### Exercise goal
Pictures aside, write out the data exactly as it reads.

### Supplied information
■ ■ ■ ■ ■ ■ ■
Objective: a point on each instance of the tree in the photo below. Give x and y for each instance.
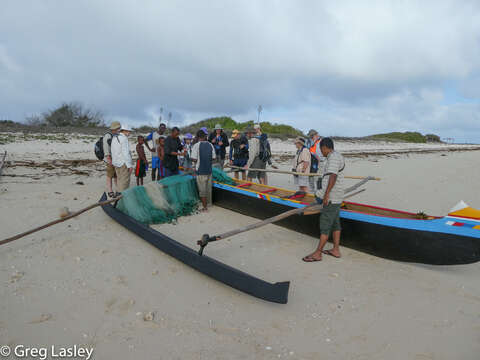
(73, 114)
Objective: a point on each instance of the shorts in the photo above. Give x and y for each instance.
(140, 169)
(155, 162)
(111, 171)
(241, 163)
(204, 184)
(301, 180)
(330, 219)
(123, 177)
(257, 164)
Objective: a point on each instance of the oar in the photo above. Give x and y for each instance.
(64, 218)
(307, 210)
(297, 173)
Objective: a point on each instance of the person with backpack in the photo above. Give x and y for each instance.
(259, 154)
(103, 152)
(121, 157)
(220, 142)
(203, 154)
(238, 152)
(301, 164)
(154, 136)
(312, 144)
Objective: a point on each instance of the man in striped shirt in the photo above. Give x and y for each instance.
(331, 196)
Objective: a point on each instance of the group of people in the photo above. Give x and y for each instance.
(168, 153)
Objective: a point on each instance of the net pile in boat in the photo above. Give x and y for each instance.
(221, 176)
(161, 201)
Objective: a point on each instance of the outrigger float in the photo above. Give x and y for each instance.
(391, 234)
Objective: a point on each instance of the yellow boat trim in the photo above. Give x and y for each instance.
(467, 212)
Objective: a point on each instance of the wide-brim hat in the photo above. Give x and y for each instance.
(300, 140)
(126, 127)
(115, 125)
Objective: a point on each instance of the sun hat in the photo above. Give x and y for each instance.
(300, 140)
(115, 125)
(126, 127)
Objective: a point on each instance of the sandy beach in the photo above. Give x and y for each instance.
(90, 282)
■ ■ ■ ■ ■ ■ ■
### Solution for this task
Objective: a point on each instance of the tree in the photo below. Give x and y for each instance.
(73, 114)
Objective: a point on each instance of the shorts in the photo above. Give x and y for each instance.
(140, 169)
(155, 162)
(111, 171)
(241, 163)
(204, 184)
(301, 180)
(330, 219)
(123, 177)
(257, 164)
Objective: a point on each instance of the oar in the photo above. Give x and y for each instance.
(64, 218)
(307, 210)
(297, 173)
Objective: a point on each instance of the person with backpack in the photo above. Give x and y for each instance.
(259, 154)
(103, 152)
(121, 157)
(220, 142)
(203, 154)
(238, 152)
(301, 164)
(154, 136)
(312, 144)
Objective: a point on each instance of the man in striped shirt in the photo above. Give x and y for each instance.
(331, 196)
Objective: a point on each instance of the group of people in the photo above. Give x and y for each instance.
(168, 153)
Objective: a point on each instance of the net pile in boat in the photo above. Give x and y for each instance.
(221, 176)
(161, 201)
Objective: a point on each instance of the outrigger float in the photo above. Give x and y for each instance.
(391, 234)
Objective: a point on each instance of the yellow boat trim in the photo above. Give x and y for each instance.
(467, 212)
Objective: a point on each instance of the wide-brim hat in the photo above. Give x and y for each instance.
(300, 140)
(126, 127)
(115, 125)
Objective: a point on each instance of the sun hat in the photo above. Give x and y for each instance.
(300, 140)
(115, 125)
(126, 127)
Objective: a point on each instance of the sandy beach in the photo above. Give x and y for each instance.
(90, 282)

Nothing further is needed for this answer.